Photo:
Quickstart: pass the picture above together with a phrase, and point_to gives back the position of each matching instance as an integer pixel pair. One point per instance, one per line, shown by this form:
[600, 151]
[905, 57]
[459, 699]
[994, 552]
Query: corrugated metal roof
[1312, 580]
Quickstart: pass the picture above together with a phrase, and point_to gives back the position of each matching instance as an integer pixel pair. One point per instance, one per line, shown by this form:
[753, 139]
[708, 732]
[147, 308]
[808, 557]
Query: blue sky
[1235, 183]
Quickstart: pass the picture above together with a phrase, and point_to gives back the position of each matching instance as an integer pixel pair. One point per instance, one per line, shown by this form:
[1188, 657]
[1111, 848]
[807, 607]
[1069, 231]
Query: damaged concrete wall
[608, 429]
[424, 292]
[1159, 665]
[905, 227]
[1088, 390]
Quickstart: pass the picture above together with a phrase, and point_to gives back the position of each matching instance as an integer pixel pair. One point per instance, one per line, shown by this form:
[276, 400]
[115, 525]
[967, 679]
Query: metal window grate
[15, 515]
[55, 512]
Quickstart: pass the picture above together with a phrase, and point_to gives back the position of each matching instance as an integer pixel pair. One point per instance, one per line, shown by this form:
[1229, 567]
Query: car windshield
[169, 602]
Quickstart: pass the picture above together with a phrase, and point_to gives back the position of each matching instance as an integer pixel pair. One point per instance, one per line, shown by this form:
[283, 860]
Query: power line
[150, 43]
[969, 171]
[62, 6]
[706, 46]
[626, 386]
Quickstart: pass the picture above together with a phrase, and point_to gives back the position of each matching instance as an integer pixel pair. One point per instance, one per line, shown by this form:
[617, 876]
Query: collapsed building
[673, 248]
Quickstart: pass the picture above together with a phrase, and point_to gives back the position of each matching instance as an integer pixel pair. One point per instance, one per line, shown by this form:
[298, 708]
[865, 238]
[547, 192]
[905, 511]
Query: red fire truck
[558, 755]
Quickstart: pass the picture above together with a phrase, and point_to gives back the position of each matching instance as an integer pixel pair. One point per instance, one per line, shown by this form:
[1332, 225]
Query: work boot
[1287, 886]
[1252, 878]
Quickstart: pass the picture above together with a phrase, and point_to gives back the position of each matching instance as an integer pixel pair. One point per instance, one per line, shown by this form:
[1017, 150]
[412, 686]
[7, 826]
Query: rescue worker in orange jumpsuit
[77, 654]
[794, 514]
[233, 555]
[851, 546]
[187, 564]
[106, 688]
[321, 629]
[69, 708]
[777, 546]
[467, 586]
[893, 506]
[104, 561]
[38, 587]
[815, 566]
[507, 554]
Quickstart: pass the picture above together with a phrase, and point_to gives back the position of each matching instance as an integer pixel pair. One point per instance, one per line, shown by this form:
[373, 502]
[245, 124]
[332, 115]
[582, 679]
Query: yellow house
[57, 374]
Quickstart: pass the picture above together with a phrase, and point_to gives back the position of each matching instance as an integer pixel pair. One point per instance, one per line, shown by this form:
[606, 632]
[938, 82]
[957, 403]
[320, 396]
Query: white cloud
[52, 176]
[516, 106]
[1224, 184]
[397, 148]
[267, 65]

------

Give the records above again, word for word.

**SOLUTION TO THE EXERCISE**
Photo:
Quickstart: pass the picture above together with a phrase, and point_to gives back the position of each matching instance as an integer pixel pair. One point per instance, one per line, shown by this form:
[600, 151]
[905, 57]
[459, 699]
[994, 552]
Query: corrugated metal roof
[1312, 580]
Quickstart: pass the picture above together with a phrase, and point_to gives back the position of each matching instance as an integer pixel pair. One point per instance, one per line, shown by this form:
[753, 139]
[708, 732]
[147, 308]
[808, 557]
Query: blue sky
[1235, 183]
Quickstart: pass the picture above together with a phrase, and point_to gives back the position of each matching instance as an integer pixel pair. One point per instance, one per line, shown by this form:
[1188, 657]
[1111, 848]
[807, 607]
[1069, 231]
Query: damaged concrete wall
[608, 429]
[424, 292]
[1159, 665]
[905, 227]
[1088, 390]
Quickstart: pass the picture above together with a phrase, and point_to gives back the position of each matching instance as an integer pixel pair. One point per instance, one per line, shown by this form:
[276, 400]
[115, 525]
[967, 679]
Query: metal window grate
[15, 515]
[55, 512]
Quickstart: pass the picture above together with a phrase, and point_to gives back the position of each matching instance as an integer pixel pair. One point per instance, one per line, shown by this form:
[1229, 567]
Query: car windshield
[169, 602]
Quickstart: pass the picture above together with a phrase, and point_to gives back the position of each matching instance as an integer pixel pair. One point per instance, one per line, shown by this form:
[283, 860]
Query: power line
[150, 43]
[969, 171]
[62, 6]
[706, 46]
[626, 386]
Quickstart: pass the picture above together with a phrase, and point_to gives back the position of each matching instance as an integer pixel pair. One point per instance, one per line, shown by this form:
[617, 876]
Query: collapsed building
[673, 248]
Quickstart: pass the picture above together with a phrase, and point_to gives back the position of each matching instance as an integer pixel pair. One point per instance, one per line, shown by this form:
[298, 708]
[865, 238]
[547, 192]
[905, 511]
Query: red fire truck
[558, 755]
Quickstart: pass the picture above together with a phrase, and point_to gives back the position of each matching instance as an integer pixel pair. One point per instance, one per line, shown by this form:
[1332, 225]
Query: work boot
[1287, 886]
[1252, 878]
Quickstart: pass the picture above together with a phrase, and point_to gives back the position of each matching instance as an integer pixel pair. One point per instance, one per line, shown by this form:
[1017, 150]
[412, 686]
[7, 826]
Query: rescue worker in orange jumpsuit
[77, 654]
[794, 514]
[233, 555]
[851, 546]
[187, 564]
[106, 688]
[321, 629]
[69, 708]
[777, 546]
[467, 586]
[893, 506]
[104, 561]
[38, 587]
[815, 566]
[507, 554]
Quickstart: pass the picture above together with a phrase, and point_to gives back the position of each matching instance as an integer pixel pair. One point per instance, one per line, shown by this form:
[373, 502]
[245, 124]
[332, 115]
[582, 679]
Query: yellow house
[57, 374]
Quickstart: pass the picture above together with a phrase, and point_to gives back the position of each matching instance as an integer pixel pair. One point per instance, one per line, shown by this form:
[606, 632]
[938, 82]
[957, 403]
[320, 396]
Query: white cloud
[52, 176]
[516, 106]
[1224, 184]
[397, 148]
[267, 65]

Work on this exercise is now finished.